◆ Task goal
Arrange every line of the entries below as a Markdown table with two columns, Row and Line. Number each row, and leave out blank lines.

◆ Record list
=-=-=

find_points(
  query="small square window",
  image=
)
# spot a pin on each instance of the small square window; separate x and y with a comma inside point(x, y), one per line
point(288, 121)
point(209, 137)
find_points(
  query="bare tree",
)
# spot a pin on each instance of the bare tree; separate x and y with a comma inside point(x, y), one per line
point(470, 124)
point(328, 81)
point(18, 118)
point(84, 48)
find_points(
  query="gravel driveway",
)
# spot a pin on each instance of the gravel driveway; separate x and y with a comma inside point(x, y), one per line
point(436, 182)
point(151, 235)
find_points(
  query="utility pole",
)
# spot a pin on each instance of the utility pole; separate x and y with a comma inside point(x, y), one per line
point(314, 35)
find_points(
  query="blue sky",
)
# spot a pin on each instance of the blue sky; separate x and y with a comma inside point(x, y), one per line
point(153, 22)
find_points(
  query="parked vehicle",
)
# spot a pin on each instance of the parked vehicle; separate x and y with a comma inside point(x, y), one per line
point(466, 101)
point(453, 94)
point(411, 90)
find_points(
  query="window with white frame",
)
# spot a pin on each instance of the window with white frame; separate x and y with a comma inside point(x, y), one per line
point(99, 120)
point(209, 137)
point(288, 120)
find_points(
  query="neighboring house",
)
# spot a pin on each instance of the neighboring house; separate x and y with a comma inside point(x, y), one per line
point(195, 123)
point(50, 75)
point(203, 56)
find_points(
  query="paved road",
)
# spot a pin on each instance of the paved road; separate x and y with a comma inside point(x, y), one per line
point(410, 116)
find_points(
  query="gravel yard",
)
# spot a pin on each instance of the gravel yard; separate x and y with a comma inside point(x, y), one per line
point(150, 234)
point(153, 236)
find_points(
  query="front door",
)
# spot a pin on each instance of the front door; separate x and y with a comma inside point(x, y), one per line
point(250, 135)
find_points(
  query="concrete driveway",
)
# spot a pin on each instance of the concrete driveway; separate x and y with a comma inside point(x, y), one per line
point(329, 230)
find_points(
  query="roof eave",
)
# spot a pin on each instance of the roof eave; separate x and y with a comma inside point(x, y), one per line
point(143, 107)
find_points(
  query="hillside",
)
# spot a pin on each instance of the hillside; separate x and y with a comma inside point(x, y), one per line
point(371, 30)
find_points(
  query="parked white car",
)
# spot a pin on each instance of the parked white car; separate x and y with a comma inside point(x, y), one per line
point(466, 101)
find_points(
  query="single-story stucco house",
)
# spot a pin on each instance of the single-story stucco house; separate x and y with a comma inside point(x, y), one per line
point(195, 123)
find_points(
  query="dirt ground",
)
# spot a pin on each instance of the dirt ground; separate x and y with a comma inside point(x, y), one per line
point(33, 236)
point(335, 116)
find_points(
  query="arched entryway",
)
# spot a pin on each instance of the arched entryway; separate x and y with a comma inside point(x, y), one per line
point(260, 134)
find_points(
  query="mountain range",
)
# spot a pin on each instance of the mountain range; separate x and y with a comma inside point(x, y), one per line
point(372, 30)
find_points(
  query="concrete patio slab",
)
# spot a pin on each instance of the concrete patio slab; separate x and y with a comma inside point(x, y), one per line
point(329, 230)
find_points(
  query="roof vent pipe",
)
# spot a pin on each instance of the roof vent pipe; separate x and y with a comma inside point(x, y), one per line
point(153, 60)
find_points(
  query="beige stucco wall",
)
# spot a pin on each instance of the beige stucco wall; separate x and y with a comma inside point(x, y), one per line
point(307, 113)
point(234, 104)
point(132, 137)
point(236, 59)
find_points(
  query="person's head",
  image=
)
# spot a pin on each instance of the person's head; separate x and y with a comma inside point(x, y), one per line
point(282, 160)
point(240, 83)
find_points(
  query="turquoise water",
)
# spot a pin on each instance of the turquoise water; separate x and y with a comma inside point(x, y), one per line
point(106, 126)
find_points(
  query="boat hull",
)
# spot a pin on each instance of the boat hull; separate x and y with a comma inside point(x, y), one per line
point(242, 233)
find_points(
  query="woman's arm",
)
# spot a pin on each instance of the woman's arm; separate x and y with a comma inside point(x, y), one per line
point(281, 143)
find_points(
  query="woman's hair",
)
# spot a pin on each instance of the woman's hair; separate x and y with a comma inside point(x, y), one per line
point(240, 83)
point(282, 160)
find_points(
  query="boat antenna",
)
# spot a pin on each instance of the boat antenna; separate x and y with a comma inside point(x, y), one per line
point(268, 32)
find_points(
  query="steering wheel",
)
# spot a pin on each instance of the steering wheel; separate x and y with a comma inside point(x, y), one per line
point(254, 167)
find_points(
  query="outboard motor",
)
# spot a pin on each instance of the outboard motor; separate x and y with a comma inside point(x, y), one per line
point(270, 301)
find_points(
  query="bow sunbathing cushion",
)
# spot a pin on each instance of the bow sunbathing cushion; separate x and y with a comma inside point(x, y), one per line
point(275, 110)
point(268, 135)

=-=-=

◆ Answer to the task
| Row | Line |
|---|---|
| 1 | find_points( |
| 2 |   query="small square window", |
| 3 |   image= |
| 4 | ) |
| 5 | # spot a pin on each instance of the small square window; separate x and y with a comma inside point(x, y), one per line |
| 6 | point(288, 121) |
| 7 | point(209, 137) |
| 8 | find_points( |
| 9 |   query="bare tree", |
| 10 | ) |
| 11 | # spot a pin on each instance of the bare tree; separate x and y with a comma inside point(x, y), one per line |
| 12 | point(470, 124) |
| 13 | point(328, 81) |
| 14 | point(18, 118) |
| 15 | point(84, 48) |
| 16 | find_points( |
| 17 |   query="gravel driveway", |
| 18 | ) |
| 19 | # spot a pin on each instance of the gravel driveway; separate x and y with a comma inside point(x, y), one per line |
| 20 | point(436, 182) |
| 21 | point(151, 235) |
| 22 | find_points( |
| 23 |   query="utility pole", |
| 24 | ) |
| 25 | # spot a pin on each instance of the utility pole; separate x and y with a comma inside point(x, y), one per line |
| 26 | point(314, 35) |
| 27 | find_points( |
| 28 |   query="blue sky", |
| 29 | ) |
| 30 | # spot a pin on each instance of the blue sky; separate x and y with a comma inside point(x, y), one per line |
| 31 | point(153, 22) |
| 32 | find_points( |
| 33 |   query="parked vehicle", |
| 34 | ) |
| 35 | # spot a pin on each instance of the parked vehicle; separate x and y with a comma inside point(x, y), one per line |
| 36 | point(466, 101) |
| 37 | point(453, 94) |
| 38 | point(411, 90) |
| 39 | find_points( |
| 40 |   query="window with white frame", |
| 41 | ) |
| 42 | # spot a pin on each instance of the window with white frame; separate x and y with a comma inside point(x, y), one per line |
| 43 | point(99, 120) |
| 44 | point(209, 137) |
| 45 | point(288, 120) |
| 46 | find_points( |
| 47 |   query="neighboring house", |
| 48 | ) |
| 49 | # spot a pin on each instance of the neighboring house; separate x and y with a comma inside point(x, y), one per line |
| 50 | point(195, 123) |
| 51 | point(50, 75) |
| 52 | point(203, 56) |
| 53 | find_points( |
| 54 |   query="paved road", |
| 55 | ) |
| 56 | # spot a pin on each instance of the paved road; separate x and y with a comma inside point(x, y), one per line |
| 57 | point(410, 116) |
| 58 | find_points( |
| 59 |   query="gravel yard", |
| 60 | ) |
| 61 | # spot a pin on each instance of the gravel yard; separate x and y with a comma inside point(x, y), one per line |
| 62 | point(150, 234) |
| 63 | point(153, 236) |
| 64 | find_points( |
| 65 |   query="front door", |
| 66 | ) |
| 67 | # spot a pin on each instance of the front door; separate x and y with a comma inside point(x, y), one per line |
| 68 | point(250, 135) |
| 69 | find_points( |
| 70 |   query="concrete driveway", |
| 71 | ) |
| 72 | # spot a pin on each instance of the concrete driveway; separate x and y with a comma inside point(x, y), one per line |
| 73 | point(329, 230) |
| 74 | find_points( |
| 75 |   query="roof eave", |
| 76 | ) |
| 77 | # spot a pin on each instance of the roof eave; separate x and y with a comma inside point(x, y), one per line |
| 78 | point(143, 107) |
| 79 | find_points( |
| 80 |   query="hillside", |
| 81 | ) |
| 82 | # spot a pin on each instance of the hillside; separate x and y with a comma inside point(x, y), one per line |
| 83 | point(371, 30) |
| 84 | find_points( |
| 85 |   query="parked white car", |
| 86 | ) |
| 87 | # spot a pin on each instance of the parked white car; separate x and y with a comma inside point(x, y), one per line |
| 88 | point(466, 101) |
| 89 | find_points( |
| 90 |   query="single-story stucco house", |
| 91 | ) |
| 92 | # spot a pin on each instance of the single-story stucco house; separate x and y with a comma inside point(x, y), one per line |
| 93 | point(195, 123) |
| 94 | find_points( |
| 95 |   query="dirt ground", |
| 96 | ) |
| 97 | # spot a pin on each instance of the dirt ground; separate x and y with a comma inside point(x, y), one per line |
| 98 | point(33, 236) |
| 99 | point(335, 116) |
| 100 | find_points( |
| 101 |   query="arched entryway", |
| 102 | ) |
| 103 | # spot a pin on each instance of the arched entryway; separate x and y with a comma inside point(x, y), one per line |
| 104 | point(260, 134) |
| 105 | find_points( |
| 106 |   query="mountain range", |
| 107 | ) |
| 108 | # spot a pin on each instance of the mountain range; separate x and y with a comma inside point(x, y), one per line |
| 109 | point(372, 30) |
| 110 | find_points( |
| 111 |   query="concrete patio slab", |
| 112 | ) |
| 113 | # spot a pin on each instance of the concrete patio slab; separate x and y with a comma inside point(x, y), one per line |
| 114 | point(329, 230) |
| 115 | find_points( |
| 116 |   query="roof vent pipe", |
| 117 | ) |
| 118 | # spot a pin on each instance of the roof vent pipe; separate x and y with a comma inside point(x, y), one per line |
| 119 | point(153, 60) |
| 120 | find_points( |
| 121 |   query="beige stucco wall", |
| 122 | ) |
| 123 | # spot a pin on each instance of the beige stucco wall; separate x and y with a comma inside point(x, y), one per line |
| 124 | point(307, 113) |
| 125 | point(234, 104) |
| 126 | point(132, 137) |
| 127 | point(236, 59) |
| 128 | find_points( |
| 129 |   query="person's head", |
| 130 |   image= |
| 131 | ) |
| 132 | # spot a pin on each instance of the person's head; separate x and y with a comma inside point(x, y), one per line |
| 133 | point(282, 160) |
| 134 | point(240, 83) |
| 135 | find_points( |
| 136 |   query="turquoise water", |
| 137 | ) |
| 138 | # spot a pin on each instance of the turquoise water; separate x and y with a comma inside point(x, y), one per line |
| 139 | point(106, 126) |
| 140 | find_points( |
| 141 |   query="boat hull", |
| 142 | ) |
| 143 | # spot a pin on each instance of the boat hull; separate x and y with a comma inside point(x, y), one per line |
| 144 | point(242, 233) |
| 145 | find_points( |
| 146 |   query="woman's arm", |
| 147 | ) |
| 148 | # spot a pin on each instance of the woman's arm; separate x and y with a comma inside point(x, y), one per line |
| 149 | point(281, 143) |
| 150 | find_points( |
| 151 |   query="woman's hair", |
| 152 | ) |
| 153 | # spot a pin on each instance of the woman's hair; separate x and y with a comma inside point(x, y), one per line |
| 154 | point(240, 83) |
| 155 | point(282, 160) |
| 156 | find_points( |
| 157 |   query="boat antenna", |
| 158 | ) |
| 159 | # spot a pin on each instance of the boat antenna; separate x and y with a comma inside point(x, y), one per line |
| 160 | point(268, 32) |
| 161 | find_points( |
| 162 |   query="steering wheel", |
| 163 | ) |
| 164 | # spot a pin on each instance of the steering wheel; separate x and y with a comma inside point(x, y), one per line |
| 165 | point(254, 167) |
| 166 | find_points( |
| 167 |   query="outboard motor", |
| 168 | ) |
| 169 | # spot a pin on each instance of the outboard motor; separate x and y with a comma inside point(x, y), one per line |
| 170 | point(270, 301) |
| 171 | find_points( |
| 172 |   query="bow sunbathing cushion", |
| 173 | ) |
| 174 | # spot a pin on each instance of the bow sunbathing cushion; separate x and y with a comma inside point(x, y), one per line |
| 175 | point(275, 110) |
| 176 | point(268, 135) |